• **Exercise inputs**
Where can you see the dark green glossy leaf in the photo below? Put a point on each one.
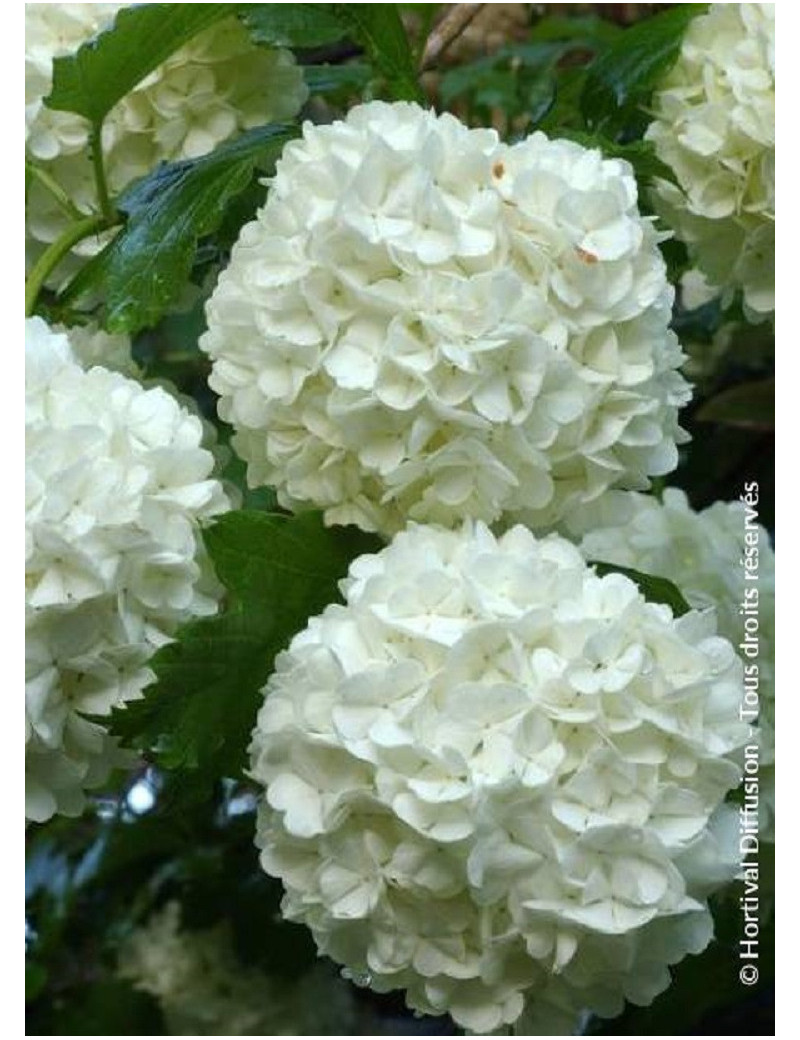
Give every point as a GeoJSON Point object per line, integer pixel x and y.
{"type": "Point", "coordinates": [654, 589]}
{"type": "Point", "coordinates": [379, 28]}
{"type": "Point", "coordinates": [279, 572]}
{"type": "Point", "coordinates": [108, 1007]}
{"type": "Point", "coordinates": [147, 264]}
{"type": "Point", "coordinates": [101, 72]}
{"type": "Point", "coordinates": [750, 406]}
{"type": "Point", "coordinates": [302, 25]}
{"type": "Point", "coordinates": [35, 977]}
{"type": "Point", "coordinates": [624, 74]}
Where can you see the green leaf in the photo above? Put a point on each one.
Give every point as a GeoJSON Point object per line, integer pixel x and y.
{"type": "Point", "coordinates": [654, 589]}
{"type": "Point", "coordinates": [750, 406]}
{"type": "Point", "coordinates": [279, 571]}
{"type": "Point", "coordinates": [584, 30]}
{"type": "Point", "coordinates": [35, 977]}
{"type": "Point", "coordinates": [146, 265]}
{"type": "Point", "coordinates": [379, 28]}
{"type": "Point", "coordinates": [623, 75]}
{"type": "Point", "coordinates": [328, 78]}
{"type": "Point", "coordinates": [108, 1007]}
{"type": "Point", "coordinates": [302, 25]}
{"type": "Point", "coordinates": [101, 72]}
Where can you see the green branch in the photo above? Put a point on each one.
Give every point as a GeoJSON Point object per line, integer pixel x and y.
{"type": "Point", "coordinates": [96, 148]}
{"type": "Point", "coordinates": [54, 188]}
{"type": "Point", "coordinates": [56, 252]}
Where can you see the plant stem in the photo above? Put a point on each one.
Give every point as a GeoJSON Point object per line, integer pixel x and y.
{"type": "Point", "coordinates": [55, 253]}
{"type": "Point", "coordinates": [450, 27]}
{"type": "Point", "coordinates": [50, 184]}
{"type": "Point", "coordinates": [96, 148]}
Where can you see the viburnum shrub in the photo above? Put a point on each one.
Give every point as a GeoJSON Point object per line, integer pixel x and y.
{"type": "Point", "coordinates": [400, 619]}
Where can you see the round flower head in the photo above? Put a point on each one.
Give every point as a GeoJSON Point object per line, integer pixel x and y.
{"type": "Point", "coordinates": [424, 322]}
{"type": "Point", "coordinates": [702, 553]}
{"type": "Point", "coordinates": [214, 86]}
{"type": "Point", "coordinates": [117, 483]}
{"type": "Point", "coordinates": [715, 126]}
{"type": "Point", "coordinates": [493, 779]}
{"type": "Point", "coordinates": [205, 990]}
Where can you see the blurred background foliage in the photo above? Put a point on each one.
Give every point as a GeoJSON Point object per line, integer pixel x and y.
{"type": "Point", "coordinates": [155, 836]}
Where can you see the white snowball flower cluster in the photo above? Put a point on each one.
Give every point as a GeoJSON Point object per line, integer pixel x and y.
{"type": "Point", "coordinates": [494, 778]}
{"type": "Point", "coordinates": [715, 126]}
{"type": "Point", "coordinates": [214, 86]}
{"type": "Point", "coordinates": [702, 553]}
{"type": "Point", "coordinates": [205, 990]}
{"type": "Point", "coordinates": [427, 323]}
{"type": "Point", "coordinates": [117, 484]}
{"type": "Point", "coordinates": [93, 345]}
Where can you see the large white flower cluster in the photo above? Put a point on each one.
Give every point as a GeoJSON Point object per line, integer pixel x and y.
{"type": "Point", "coordinates": [493, 779]}
{"type": "Point", "coordinates": [214, 86]}
{"type": "Point", "coordinates": [426, 323]}
{"type": "Point", "coordinates": [205, 990]}
{"type": "Point", "coordinates": [715, 126]}
{"type": "Point", "coordinates": [703, 553]}
{"type": "Point", "coordinates": [117, 484]}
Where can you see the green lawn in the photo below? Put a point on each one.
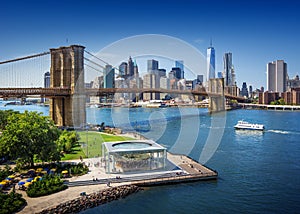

• **Problem to work on**
Search the preceding listing for the word "below" and pull out every line that holds it.

• **Answer area**
Where can you see the dark green glossy leaf in the photo below? Put a point on each one.
Where can you see the green lawn in the photo below? Put a point on each one.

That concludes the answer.